- INPUT RECORDS -

= = = =

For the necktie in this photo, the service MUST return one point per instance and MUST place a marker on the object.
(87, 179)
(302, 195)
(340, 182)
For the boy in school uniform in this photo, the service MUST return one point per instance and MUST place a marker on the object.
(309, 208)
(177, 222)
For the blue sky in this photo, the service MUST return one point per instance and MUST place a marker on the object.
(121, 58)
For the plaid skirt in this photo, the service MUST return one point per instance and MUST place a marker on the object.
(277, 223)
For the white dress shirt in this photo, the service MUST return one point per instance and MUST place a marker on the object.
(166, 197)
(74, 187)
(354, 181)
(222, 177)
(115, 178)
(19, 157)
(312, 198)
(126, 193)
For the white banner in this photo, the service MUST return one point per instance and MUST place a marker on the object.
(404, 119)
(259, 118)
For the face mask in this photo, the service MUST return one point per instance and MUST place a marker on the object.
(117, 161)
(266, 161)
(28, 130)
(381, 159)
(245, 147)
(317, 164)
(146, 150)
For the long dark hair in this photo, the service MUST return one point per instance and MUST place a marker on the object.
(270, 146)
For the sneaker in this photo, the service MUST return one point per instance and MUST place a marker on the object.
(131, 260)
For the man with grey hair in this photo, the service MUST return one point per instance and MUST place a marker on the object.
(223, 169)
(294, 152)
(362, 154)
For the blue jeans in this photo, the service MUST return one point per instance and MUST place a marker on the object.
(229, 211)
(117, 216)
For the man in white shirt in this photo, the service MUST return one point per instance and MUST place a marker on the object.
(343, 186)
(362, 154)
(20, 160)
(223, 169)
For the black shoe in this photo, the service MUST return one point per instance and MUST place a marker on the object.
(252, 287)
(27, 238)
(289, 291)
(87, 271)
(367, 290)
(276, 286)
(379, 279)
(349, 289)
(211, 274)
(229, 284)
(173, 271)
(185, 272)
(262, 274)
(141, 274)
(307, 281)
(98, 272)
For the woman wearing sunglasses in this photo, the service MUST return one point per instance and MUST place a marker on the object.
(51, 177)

= = = =

- WHAT TO DO -
Write out every line of the data again, exactly as it reads.

- RESPONSE -
For the necktie in this photo, the service MUST return one point per instance and MUST place a marker on the object.
(87, 179)
(302, 195)
(340, 182)
For the boy in school uniform in this photo, the service MUST return one point per instance and MUST place a marker on the object.
(309, 208)
(177, 222)
For the blue sky in this photo, the service MUST return one point per instance and MUST place a marker on the object.
(121, 58)
For the plaid skirt in this photo, the service MUST return one point per instance and MUST place a marker on the object.
(277, 223)
For the white dress shirt in this photo, the service MUST return one point per instance and MUST place a marker on the object.
(166, 197)
(74, 187)
(354, 181)
(222, 177)
(115, 178)
(19, 157)
(312, 198)
(126, 193)
For the white banner in this photo, the service MUST return one point per instance and MUST place a marker on the object.
(404, 119)
(259, 118)
For the face mask in this photo, the service MUST return one point per instance and MUST place a marker on the object.
(117, 161)
(266, 161)
(28, 130)
(381, 159)
(245, 147)
(317, 164)
(146, 150)
For the long dark hair in this photo, the service MUST return one point per instance and MUST place a marker on the object.
(270, 146)
For the sneaker in this photo, the service MUST return one point per instance and MUST place a marker on the object.
(131, 260)
For the man with grey hair in this photo, the service MUST return one point per instance and MUST place a marker on the object.
(223, 169)
(294, 152)
(362, 154)
For the blue jeans in this photo, the service MUST return one point per instance and MUST place a marker on the object.
(229, 211)
(117, 216)
For the man in white shirt in this photo, the service MUST return one point per instance and MUST place a marker on the object.
(343, 186)
(362, 154)
(20, 160)
(223, 169)
For the black shoe in this photo, the service MUST return one point per instance and MUST place a marker on the object.
(252, 287)
(27, 238)
(289, 291)
(87, 271)
(367, 290)
(276, 286)
(379, 279)
(349, 289)
(211, 274)
(229, 284)
(173, 271)
(185, 272)
(262, 274)
(141, 274)
(307, 281)
(98, 272)
For the woman wearing sunglasses in this photo, the service MUST return one point per instance and MUST place a marker on the object.
(51, 177)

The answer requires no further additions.